WORK ORDER
Go through the data and report each line that holds the string "cloud".

EXERCISE DATA
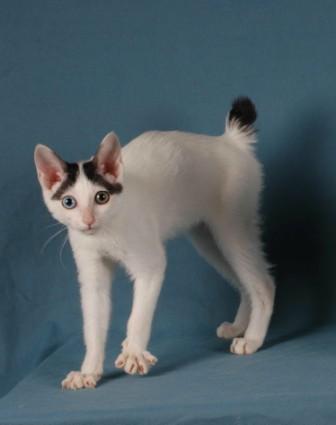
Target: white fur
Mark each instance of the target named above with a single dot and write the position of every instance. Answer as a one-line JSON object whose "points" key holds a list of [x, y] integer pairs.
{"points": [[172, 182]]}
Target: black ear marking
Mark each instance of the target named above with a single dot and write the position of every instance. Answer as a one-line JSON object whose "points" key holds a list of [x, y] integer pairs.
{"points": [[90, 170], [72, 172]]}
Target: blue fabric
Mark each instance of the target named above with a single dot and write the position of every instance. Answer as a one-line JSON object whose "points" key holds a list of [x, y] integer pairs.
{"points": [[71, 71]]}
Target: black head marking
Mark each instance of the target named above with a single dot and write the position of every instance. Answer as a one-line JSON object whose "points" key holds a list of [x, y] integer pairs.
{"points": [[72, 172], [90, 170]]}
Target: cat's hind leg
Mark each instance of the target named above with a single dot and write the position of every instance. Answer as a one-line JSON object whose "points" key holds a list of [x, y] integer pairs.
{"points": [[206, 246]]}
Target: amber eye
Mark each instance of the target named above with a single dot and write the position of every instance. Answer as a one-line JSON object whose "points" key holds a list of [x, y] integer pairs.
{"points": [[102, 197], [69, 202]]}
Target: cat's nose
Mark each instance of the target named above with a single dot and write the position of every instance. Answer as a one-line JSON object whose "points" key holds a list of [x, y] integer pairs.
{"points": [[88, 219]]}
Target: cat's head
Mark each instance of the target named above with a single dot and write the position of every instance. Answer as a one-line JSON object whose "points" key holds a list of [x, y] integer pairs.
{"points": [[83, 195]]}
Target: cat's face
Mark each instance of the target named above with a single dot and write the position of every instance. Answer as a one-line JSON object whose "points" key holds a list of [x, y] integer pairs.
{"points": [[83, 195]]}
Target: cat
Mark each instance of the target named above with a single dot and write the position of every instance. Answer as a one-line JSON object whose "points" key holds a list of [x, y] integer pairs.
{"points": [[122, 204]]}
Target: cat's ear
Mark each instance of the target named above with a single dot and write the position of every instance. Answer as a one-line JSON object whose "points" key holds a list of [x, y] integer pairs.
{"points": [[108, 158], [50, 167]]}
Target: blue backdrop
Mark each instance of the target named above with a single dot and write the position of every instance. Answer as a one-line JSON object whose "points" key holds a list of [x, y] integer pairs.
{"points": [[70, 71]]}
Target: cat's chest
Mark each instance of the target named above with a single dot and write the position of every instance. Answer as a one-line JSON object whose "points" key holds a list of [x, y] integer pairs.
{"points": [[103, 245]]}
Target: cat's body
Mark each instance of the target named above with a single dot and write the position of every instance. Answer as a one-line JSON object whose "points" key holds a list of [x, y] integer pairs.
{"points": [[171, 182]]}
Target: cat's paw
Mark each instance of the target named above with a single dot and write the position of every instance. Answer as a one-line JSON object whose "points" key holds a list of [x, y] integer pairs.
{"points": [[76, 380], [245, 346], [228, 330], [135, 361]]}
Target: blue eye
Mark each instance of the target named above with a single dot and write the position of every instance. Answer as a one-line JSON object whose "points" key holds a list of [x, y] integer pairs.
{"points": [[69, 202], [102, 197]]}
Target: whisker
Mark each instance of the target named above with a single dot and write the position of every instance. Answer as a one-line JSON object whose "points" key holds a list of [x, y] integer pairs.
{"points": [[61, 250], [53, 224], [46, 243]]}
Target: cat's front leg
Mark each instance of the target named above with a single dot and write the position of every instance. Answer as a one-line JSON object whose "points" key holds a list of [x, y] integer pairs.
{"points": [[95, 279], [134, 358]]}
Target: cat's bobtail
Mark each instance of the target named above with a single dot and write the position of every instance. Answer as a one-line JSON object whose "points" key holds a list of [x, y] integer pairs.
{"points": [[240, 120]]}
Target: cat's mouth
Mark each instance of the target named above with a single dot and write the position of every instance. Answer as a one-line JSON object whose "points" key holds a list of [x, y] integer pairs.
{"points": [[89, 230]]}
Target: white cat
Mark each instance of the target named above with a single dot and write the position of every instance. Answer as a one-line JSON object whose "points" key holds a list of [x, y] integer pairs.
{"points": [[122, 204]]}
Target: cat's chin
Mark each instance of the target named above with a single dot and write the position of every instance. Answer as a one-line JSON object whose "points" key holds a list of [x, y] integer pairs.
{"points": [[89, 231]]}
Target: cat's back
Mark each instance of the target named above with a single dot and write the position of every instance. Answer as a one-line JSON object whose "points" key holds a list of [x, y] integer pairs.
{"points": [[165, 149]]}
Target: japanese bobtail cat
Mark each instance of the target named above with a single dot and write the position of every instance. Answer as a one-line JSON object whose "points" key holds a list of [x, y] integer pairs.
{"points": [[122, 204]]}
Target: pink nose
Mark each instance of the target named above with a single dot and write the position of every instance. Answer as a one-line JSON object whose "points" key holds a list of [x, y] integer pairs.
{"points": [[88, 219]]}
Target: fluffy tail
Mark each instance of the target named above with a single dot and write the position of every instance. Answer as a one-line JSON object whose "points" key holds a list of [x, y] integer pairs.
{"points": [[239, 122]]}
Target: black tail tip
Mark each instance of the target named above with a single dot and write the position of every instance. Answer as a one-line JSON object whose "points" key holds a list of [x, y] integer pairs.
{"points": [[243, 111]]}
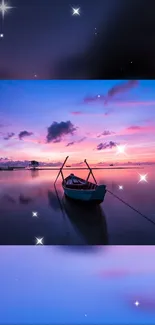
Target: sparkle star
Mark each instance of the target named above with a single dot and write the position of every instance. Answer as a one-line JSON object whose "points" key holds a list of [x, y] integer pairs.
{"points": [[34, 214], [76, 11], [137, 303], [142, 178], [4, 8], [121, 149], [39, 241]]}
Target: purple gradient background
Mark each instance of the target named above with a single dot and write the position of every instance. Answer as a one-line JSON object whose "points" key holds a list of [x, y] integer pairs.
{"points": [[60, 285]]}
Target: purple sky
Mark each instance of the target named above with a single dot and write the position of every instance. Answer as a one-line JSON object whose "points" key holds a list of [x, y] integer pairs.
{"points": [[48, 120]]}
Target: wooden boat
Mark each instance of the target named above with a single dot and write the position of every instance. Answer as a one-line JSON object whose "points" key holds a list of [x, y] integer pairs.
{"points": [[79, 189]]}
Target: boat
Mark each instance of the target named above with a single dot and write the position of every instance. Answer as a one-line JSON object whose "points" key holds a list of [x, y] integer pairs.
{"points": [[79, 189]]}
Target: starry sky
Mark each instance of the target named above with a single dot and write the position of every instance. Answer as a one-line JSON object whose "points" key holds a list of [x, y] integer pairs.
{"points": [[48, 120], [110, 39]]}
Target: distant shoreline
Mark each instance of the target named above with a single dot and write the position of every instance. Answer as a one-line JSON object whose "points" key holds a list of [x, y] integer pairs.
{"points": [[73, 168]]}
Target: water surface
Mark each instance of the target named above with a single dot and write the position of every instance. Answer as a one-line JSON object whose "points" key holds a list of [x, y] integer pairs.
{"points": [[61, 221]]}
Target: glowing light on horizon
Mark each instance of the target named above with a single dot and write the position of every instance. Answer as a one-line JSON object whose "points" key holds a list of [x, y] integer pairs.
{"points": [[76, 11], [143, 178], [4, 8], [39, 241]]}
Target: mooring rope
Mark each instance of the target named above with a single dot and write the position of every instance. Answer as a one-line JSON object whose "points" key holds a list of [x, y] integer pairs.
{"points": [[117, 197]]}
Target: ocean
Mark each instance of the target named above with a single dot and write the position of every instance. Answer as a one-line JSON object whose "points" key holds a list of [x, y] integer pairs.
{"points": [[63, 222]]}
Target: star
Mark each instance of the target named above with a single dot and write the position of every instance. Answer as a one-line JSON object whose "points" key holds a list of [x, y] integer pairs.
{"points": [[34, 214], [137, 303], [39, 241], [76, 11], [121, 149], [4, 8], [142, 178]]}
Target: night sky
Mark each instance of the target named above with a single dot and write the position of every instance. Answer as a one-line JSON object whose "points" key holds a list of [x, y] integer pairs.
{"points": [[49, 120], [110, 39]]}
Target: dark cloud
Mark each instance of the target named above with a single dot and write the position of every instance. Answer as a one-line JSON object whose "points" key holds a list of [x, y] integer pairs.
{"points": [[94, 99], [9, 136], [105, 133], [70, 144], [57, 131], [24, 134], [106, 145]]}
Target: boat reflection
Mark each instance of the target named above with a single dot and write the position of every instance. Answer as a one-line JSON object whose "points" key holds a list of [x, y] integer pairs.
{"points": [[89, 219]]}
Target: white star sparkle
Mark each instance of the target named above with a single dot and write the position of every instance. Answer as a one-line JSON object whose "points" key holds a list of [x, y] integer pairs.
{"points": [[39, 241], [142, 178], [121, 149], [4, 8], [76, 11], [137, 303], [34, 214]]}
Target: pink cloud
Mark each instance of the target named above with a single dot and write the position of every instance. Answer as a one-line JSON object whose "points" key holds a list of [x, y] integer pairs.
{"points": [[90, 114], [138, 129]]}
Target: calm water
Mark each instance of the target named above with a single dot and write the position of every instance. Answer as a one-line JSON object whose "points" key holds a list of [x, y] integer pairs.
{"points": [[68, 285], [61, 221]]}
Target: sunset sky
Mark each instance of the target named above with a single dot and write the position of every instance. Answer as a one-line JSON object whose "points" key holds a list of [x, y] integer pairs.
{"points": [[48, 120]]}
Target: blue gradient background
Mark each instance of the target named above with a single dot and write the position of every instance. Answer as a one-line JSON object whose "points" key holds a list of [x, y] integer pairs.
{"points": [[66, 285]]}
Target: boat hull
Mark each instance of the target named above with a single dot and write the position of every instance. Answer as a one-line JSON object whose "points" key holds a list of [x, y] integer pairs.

ANSWER FOR THE TASK
Target: dark cloud
Target: pink cloud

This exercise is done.